▸ PROBLEM TO WORK ON
Express every row below as a JSON list of strings, one string per line, omitting any blank lines.

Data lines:
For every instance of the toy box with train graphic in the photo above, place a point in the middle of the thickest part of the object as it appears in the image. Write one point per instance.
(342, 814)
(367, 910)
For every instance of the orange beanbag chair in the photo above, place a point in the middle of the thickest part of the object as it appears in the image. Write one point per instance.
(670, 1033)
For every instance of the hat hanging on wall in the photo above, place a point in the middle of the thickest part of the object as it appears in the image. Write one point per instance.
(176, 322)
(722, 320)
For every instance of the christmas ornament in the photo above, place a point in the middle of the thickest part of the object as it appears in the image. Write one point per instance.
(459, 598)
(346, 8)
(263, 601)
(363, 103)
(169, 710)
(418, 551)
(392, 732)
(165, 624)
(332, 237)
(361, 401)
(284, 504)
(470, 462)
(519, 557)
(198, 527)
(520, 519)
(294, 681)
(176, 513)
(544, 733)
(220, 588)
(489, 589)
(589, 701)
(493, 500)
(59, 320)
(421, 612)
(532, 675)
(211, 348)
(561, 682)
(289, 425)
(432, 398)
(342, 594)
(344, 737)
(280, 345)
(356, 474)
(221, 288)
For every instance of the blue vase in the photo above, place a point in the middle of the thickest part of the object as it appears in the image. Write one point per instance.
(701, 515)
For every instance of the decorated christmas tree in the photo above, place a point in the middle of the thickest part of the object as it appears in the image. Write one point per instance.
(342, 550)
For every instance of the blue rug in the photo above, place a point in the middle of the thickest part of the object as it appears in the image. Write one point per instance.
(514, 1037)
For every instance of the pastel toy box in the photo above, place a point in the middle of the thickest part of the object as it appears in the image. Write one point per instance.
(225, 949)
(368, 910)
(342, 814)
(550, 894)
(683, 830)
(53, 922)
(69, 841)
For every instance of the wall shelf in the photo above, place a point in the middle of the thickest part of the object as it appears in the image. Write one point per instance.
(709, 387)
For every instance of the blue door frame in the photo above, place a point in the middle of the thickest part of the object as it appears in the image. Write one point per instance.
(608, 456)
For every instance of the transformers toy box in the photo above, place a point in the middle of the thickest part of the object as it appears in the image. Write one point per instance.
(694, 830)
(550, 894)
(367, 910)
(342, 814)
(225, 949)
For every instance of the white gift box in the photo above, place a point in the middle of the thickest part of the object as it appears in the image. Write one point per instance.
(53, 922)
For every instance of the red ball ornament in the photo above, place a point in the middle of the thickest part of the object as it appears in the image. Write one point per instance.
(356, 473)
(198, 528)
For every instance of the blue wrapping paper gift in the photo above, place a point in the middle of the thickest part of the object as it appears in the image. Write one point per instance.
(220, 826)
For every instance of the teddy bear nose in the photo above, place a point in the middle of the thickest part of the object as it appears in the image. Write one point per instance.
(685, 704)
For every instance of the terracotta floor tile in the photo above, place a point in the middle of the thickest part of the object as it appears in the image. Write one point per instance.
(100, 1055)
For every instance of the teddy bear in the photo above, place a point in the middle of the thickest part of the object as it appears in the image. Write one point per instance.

▸ EXERCISE RESPONSE
[
  "For every instance of the toy box with train graphic in the photo above, place a point in the middle of the thickest part of the object as it appears in the image. Write one point per instance.",
  "(342, 814)",
  "(367, 910)",
  "For every instance of the orange beanbag chair in the photo above, place a point in the middle of the thickest part of the object as it appears in the image. Write one point per instance.",
  "(670, 1033)",
  "For every instance of the hat hanging on wall in the photo above, place a point in the middle of the thickest part of the object as it appears in the image. Write one point per instance.",
  "(176, 322)",
  "(722, 320)",
  "For every instance of the christmas ornament in the photo above, place a point in the middle of the thickest part of the object as it appears in the image. Write one point per instance.",
  "(459, 598)",
  "(346, 8)",
  "(263, 601)",
  "(363, 103)",
  "(169, 710)",
  "(418, 551)",
  "(392, 732)",
  "(165, 624)",
  "(332, 237)",
  "(361, 401)",
  "(284, 504)",
  "(470, 462)",
  "(519, 557)",
  "(198, 527)",
  "(520, 519)",
  "(294, 681)",
  "(176, 513)",
  "(544, 733)",
  "(220, 588)",
  "(489, 589)",
  "(589, 701)",
  "(493, 500)",
  "(59, 320)",
  "(421, 612)",
  "(532, 675)",
  "(211, 348)",
  "(561, 682)",
  "(289, 425)",
  "(432, 398)",
  "(342, 594)",
  "(344, 737)",
  "(280, 345)",
  "(356, 474)",
  "(221, 288)",
  "For every instance of the blue vase in the photo above, place a point in the middle of the thickest part of the object as it appears in the image. Write one point per instance.",
  "(701, 515)",
  "For every instance of the decorated christmas tree in the photo above, place a point in the middle of the thickest part of the object as it appears in the image. Write one point per instance.",
  "(342, 550)",
  "For every instance of the blue rug in the photo above, place a point in the middle of the thickest part of the object as it appears in the image. Write one point per instance.",
  "(514, 1037)",
  "For every instance of the pastel toy box in the photo above, place a point in the middle of the thickest part of the object as it appears in the image. Write one point per instance.",
  "(225, 949)",
  "(368, 910)",
  "(342, 814)",
  "(550, 894)",
  "(683, 830)",
  "(53, 922)",
  "(69, 841)",
  "For every instance of the wall shelf in the photo above, place a point in the middle of the thickest part of the object as it appears in the image. Write one point per instance.",
  "(709, 387)",
  "For every instance of the blue door frame in the photo above, place a point in the middle of the thickest part of the object as it appears in the image. Write one point per instance.",
  "(608, 456)",
  "For every instance of the transformers toy box in the photo above, place a point in the middle of the thickest part of the object as it appears in the image. Write one point per instance.",
  "(694, 830)",
  "(550, 894)",
  "(367, 910)",
  "(342, 814)",
  "(225, 949)",
  "For every instance of the white gift box in the photo above, place a point in the middle of the thickest part of the object as it appears in the image. Write one point per instance.",
  "(53, 922)",
  "For every instance of the red ball ornament in the photo above, place a point in the middle of the thickest part of the object as it appears in the image. Write one point per instance.",
  "(356, 473)",
  "(198, 528)",
  "For every instance of the blue wrapping paper gift in the photo above, place a point in the middle of the thickest part of the object as it appears in the image. Write one point per instance.",
  "(220, 826)",
  "For every instance of the teddy bear nose in the photo above, place a point in the middle of the thickest part of the object as it appears in the image. Write one point per instance.",
  "(685, 704)",
  "For every instance of the terracotta floor tile in the photo above, place a point in the middle of the thickest part of the object as it appears in the image. Write one point per instance.",
  "(100, 1055)",
  "For every instance of the teddy bear in the photo above, place a point in the middle of the thickest part of the object as it appears in the image. Write one point per instance."
]